GIVEN PASSAGE:
- The Americas
- Greek Islands
We’re at a crossroads on a hill above Salzburg. The path right leads to an ancient fortress full of history and museums. The path left leads to Augustiner Bräu, a former monastery that we’ve been reliably informed is the best beer garden in Salzburg, satisfying thirsty Salzburgers for nearly 400 years.
It’s Saturday afternoon, we’ve been exploring Salzburg’s cultural hot spots all morning. We head left.
Arriving at Augustiner Bräu from the ‘rural’ side of Salzburg is very different than arriving at the main entrance. The ‘back’ entrance is quite anonymous and even as we stand above it, listening to a barbershop quartet sing Hello Mary-Lou to a bride and groom as the rest of their wedding party fills the air with soapy bubbles, we’re still not sure we’re in the right place.
We follow a smartly dressed couple into an arched corridor. At its end, they slip through an unmarked door. Once again we follow. On the other side is either a beer-sodden Nirvana… or a wedding ceremony.

EXERCISES TO COMPLETE:
1. In the Salzburg passage, change "fortress" to "castle" and write out the text starting with "- The Americas" and going on through "the right place.".
2. Answer these questions from the Salzburg passage:
(a) For about how long has Augustiner Bräu been serving Salzburgers?
(b) What song does the barbershop quartet sing?
(c) On what day of the week does the visit take place?

DATA SUPPLIED:

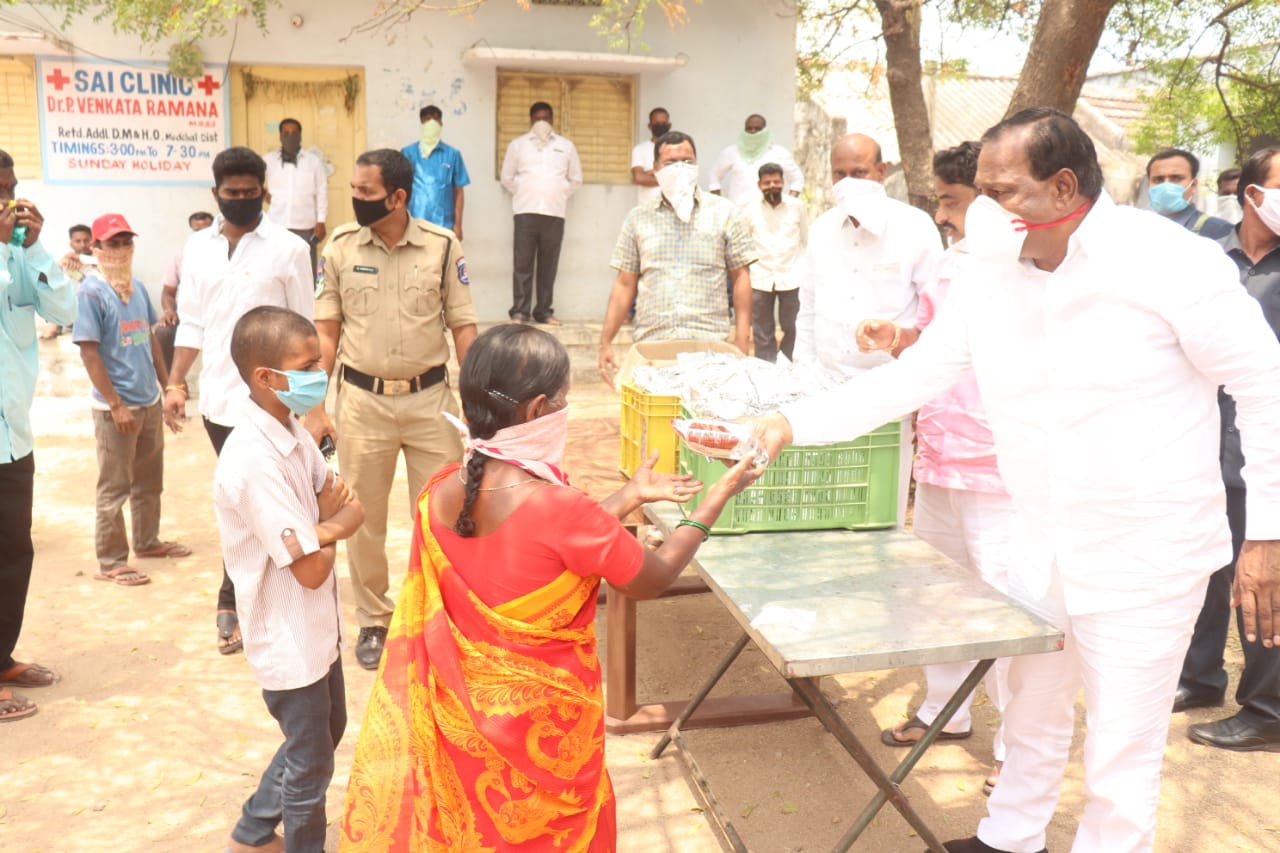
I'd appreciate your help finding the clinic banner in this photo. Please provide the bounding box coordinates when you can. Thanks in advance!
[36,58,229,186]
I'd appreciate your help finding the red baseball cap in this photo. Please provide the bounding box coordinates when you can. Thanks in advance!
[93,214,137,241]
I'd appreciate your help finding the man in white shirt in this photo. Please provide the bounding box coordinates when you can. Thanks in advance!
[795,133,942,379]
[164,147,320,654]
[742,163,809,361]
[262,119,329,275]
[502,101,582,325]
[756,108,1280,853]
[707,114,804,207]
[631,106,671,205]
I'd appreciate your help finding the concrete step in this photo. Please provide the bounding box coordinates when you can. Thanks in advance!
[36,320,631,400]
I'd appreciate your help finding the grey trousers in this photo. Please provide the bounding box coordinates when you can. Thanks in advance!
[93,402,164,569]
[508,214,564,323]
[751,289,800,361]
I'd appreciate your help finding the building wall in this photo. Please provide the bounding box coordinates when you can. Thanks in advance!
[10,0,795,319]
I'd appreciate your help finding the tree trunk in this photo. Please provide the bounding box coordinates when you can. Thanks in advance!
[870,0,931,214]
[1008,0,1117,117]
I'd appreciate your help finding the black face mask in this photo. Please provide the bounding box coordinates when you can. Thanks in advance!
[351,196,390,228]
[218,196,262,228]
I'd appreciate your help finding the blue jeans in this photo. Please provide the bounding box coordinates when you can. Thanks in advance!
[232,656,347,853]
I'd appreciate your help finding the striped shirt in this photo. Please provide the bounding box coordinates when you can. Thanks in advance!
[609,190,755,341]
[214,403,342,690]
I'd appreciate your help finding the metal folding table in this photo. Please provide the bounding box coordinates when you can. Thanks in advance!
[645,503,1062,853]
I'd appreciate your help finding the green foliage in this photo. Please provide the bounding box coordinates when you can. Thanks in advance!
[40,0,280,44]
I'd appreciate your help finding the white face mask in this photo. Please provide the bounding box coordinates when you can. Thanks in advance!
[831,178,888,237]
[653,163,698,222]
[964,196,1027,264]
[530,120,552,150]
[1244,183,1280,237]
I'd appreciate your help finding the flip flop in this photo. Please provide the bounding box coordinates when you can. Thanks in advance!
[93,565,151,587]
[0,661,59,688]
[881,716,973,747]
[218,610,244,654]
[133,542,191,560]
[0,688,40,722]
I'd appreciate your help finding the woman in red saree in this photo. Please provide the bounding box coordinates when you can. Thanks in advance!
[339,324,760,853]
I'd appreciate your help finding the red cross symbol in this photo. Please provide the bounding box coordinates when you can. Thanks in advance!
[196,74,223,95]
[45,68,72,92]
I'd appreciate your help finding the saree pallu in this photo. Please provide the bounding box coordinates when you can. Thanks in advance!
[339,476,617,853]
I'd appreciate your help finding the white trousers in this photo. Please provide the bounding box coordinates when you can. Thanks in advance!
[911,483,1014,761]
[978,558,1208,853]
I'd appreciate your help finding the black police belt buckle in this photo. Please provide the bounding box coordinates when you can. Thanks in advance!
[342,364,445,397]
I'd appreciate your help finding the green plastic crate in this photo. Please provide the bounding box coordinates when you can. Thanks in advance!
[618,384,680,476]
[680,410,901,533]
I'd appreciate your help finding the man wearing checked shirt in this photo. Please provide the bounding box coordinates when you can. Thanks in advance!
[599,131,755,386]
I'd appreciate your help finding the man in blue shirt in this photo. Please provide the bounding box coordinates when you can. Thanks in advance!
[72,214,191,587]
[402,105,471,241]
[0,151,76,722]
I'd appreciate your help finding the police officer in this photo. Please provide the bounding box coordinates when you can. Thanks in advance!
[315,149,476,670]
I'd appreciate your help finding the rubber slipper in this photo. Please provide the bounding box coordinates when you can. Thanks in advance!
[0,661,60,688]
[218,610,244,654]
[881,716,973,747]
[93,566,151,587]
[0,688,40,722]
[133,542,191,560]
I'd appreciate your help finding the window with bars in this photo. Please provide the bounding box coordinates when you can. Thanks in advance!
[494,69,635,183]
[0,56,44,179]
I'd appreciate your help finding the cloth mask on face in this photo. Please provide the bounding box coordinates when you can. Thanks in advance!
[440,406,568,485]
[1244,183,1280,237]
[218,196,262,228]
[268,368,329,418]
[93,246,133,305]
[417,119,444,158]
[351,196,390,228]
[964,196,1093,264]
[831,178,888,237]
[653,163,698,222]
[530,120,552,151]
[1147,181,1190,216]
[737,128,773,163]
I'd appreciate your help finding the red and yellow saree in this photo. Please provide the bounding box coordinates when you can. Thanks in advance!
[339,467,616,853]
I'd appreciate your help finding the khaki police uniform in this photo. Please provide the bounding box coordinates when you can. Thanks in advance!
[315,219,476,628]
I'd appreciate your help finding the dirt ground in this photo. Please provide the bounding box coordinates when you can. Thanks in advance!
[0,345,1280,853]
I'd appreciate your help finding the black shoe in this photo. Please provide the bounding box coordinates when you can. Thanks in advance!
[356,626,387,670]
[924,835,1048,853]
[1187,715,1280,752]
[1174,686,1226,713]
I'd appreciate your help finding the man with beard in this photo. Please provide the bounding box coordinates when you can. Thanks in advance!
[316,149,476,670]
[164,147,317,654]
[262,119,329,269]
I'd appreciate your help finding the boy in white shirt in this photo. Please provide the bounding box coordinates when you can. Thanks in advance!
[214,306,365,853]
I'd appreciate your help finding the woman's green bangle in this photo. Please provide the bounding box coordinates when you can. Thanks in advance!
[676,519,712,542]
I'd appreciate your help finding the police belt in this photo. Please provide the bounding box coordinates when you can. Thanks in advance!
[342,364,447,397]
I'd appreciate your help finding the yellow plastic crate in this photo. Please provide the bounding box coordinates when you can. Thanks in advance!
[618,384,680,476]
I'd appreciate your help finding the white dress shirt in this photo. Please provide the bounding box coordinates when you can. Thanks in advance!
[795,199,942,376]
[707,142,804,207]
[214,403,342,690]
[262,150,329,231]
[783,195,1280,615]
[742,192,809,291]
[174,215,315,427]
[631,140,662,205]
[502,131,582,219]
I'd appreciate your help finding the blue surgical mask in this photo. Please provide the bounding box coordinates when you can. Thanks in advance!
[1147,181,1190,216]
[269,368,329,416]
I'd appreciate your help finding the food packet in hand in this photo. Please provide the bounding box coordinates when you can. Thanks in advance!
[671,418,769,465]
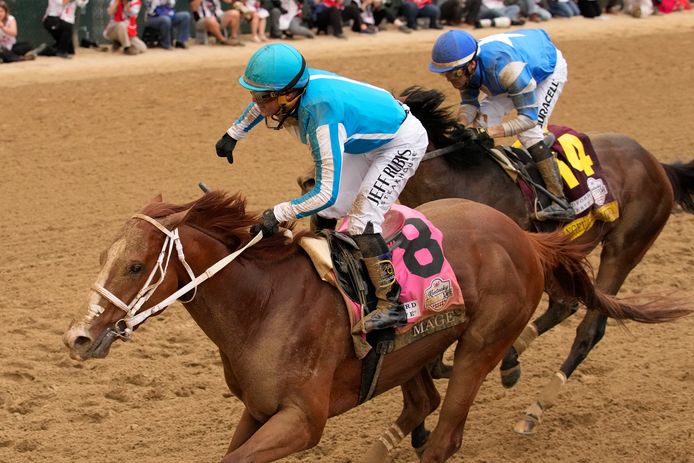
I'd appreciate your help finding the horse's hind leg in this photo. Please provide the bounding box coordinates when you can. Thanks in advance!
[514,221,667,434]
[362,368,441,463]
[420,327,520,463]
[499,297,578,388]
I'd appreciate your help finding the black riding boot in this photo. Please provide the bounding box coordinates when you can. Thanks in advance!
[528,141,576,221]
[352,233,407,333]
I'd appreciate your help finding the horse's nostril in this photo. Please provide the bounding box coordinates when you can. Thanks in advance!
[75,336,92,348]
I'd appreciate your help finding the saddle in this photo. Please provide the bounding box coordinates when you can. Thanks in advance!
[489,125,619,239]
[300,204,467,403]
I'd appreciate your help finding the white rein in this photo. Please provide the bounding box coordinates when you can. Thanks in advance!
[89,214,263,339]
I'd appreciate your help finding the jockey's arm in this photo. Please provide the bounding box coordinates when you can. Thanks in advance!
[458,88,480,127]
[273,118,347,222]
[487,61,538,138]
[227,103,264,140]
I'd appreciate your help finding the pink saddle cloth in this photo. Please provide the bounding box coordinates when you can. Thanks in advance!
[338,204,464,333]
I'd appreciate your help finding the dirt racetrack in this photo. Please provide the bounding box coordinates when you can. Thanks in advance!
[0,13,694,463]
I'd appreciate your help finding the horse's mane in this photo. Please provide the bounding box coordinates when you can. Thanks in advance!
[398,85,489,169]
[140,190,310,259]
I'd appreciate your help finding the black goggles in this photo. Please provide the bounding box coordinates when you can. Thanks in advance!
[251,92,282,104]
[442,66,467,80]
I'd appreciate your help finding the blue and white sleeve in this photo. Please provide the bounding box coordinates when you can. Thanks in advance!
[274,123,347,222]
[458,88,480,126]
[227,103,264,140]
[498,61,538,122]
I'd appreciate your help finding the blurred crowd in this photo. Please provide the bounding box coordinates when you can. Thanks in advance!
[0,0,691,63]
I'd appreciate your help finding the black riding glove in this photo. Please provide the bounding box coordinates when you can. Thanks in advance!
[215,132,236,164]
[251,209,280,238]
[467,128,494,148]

ANSWER SECTION:
1.
- The Americas
- Greek Islands
We’re at a crossroads on a hill above Salzburg. The path right leads to an ancient castle full of history and museums. The path left leads to Augustiner Bräu, a former monastery that we’ve been reliably informed is the best beer garden in Salzburg, satisfying thirsty Salzburgers for nearly 400 years.
It’s Saturday afternoon, we’ve been exploring Salzburg’s cultural hot spots all morning. We head left.
Arriving at Augustiner Bräu from the ‘rural’ side of Salzburg is very different than arriving at the main entrance. The ‘back’ entrance is quite anonymous and even as we stand above it, listening to a barbershop quartet sing Hello Mary-Lou to a bride and groom as the rest of their wedding party fills the air with soapy bubbles, we’re still not sure we’re in the right place.

2.
(a) Nearly 400 years.
(b) Hello Mary-Lou.
(c) Saturday.